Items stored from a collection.
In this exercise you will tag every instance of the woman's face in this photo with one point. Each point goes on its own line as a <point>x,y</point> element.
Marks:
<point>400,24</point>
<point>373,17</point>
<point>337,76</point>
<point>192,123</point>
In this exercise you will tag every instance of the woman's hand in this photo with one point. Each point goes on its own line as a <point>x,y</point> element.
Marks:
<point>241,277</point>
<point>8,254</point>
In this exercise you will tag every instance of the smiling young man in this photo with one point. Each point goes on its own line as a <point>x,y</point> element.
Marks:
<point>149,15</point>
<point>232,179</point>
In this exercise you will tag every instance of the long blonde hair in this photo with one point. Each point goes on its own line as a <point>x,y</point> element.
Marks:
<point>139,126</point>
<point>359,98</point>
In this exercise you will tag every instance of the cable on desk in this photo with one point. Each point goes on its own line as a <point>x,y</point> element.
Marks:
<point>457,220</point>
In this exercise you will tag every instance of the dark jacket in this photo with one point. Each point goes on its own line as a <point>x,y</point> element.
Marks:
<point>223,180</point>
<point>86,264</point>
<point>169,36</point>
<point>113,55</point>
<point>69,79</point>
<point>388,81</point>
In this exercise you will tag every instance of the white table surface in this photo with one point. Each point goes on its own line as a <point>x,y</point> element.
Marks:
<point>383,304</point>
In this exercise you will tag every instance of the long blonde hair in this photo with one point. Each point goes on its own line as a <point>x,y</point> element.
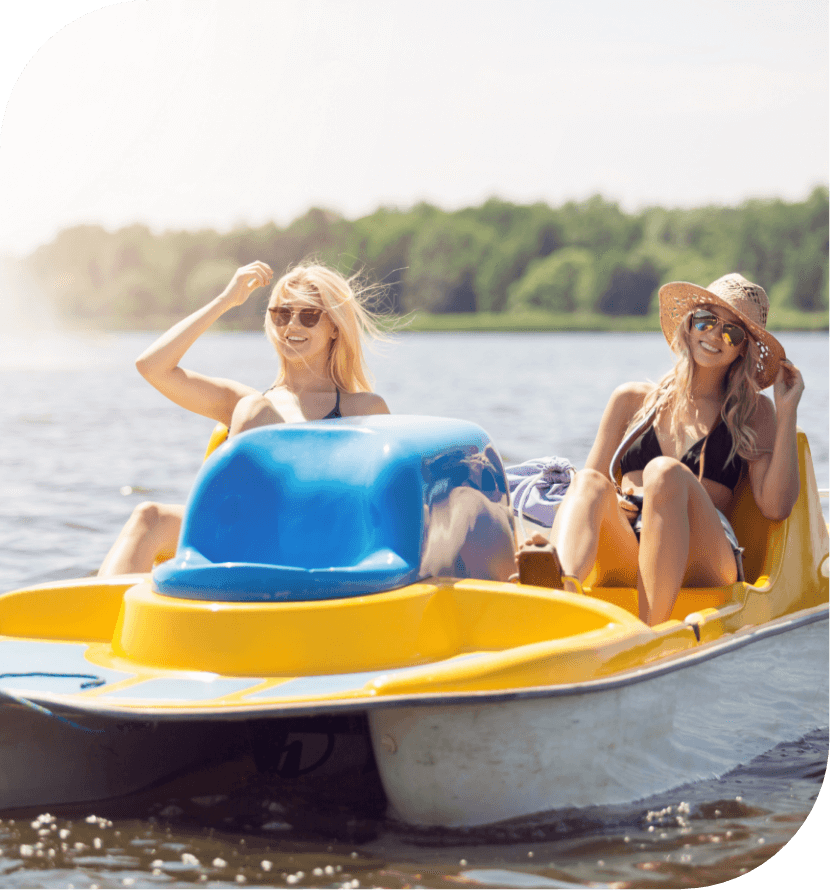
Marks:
<point>739,402</point>
<point>344,300</point>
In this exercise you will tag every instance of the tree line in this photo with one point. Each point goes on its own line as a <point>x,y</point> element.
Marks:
<point>588,257</point>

TASK TO COMPLETE. Please set down every one of the lines above word for word, leaving the pictures out.

SOLUTION TO THE EXERCISE.
In this exercise you will tag every instance of the woman's face in this photo with one point. Each point goes on its own line as a <point>x,y</point> element.
Marks:
<point>400,24</point>
<point>373,17</point>
<point>337,76</point>
<point>192,123</point>
In this exercise you will tag every instance of the woman's hand in this photo with one point. Each point goes on its own line as a <point>x,y</point> element.
Marks:
<point>241,277</point>
<point>8,254</point>
In this exercise you will tag every instance of the smiling young man in this photo with one point. Each point goes on its own line as a <point>x,y</point> element.
Marks:
<point>149,15</point>
<point>232,179</point>
In this exercise you will tag every instance of the long blonde hair in this photo with one point. Each point goes on its own line as a <point>x,y</point> element.
Marks:
<point>139,126</point>
<point>359,98</point>
In this exercise you will tag every instance of the cable on desk in this photo with one point. Each point goes on its own line as a <point>x,y</point> element.
Marks:
<point>457,220</point>
In this exercise you will tag every instance of the dark jacket in this photo with one point. Each point goes on its own line as a <point>x,y</point> element.
Marks:
<point>223,180</point>
<point>86,264</point>
<point>169,36</point>
<point>113,55</point>
<point>69,79</point>
<point>388,81</point>
In this exercise you will tag every instance of the white table surface in this photo with one point. Each point goes on its own line as a <point>x,y</point> element.
Marks:
<point>383,304</point>
In this exercise you will tag every instance of the long blonde hair in this photo with one point. Each point goes on its own line as a <point>x,y</point> element.
Marks:
<point>739,402</point>
<point>344,300</point>
In this exercise you will tag every instance of the tree line in this photo with one point. Each point goes on its own line as a <point>x,y</point> element.
Marks:
<point>588,257</point>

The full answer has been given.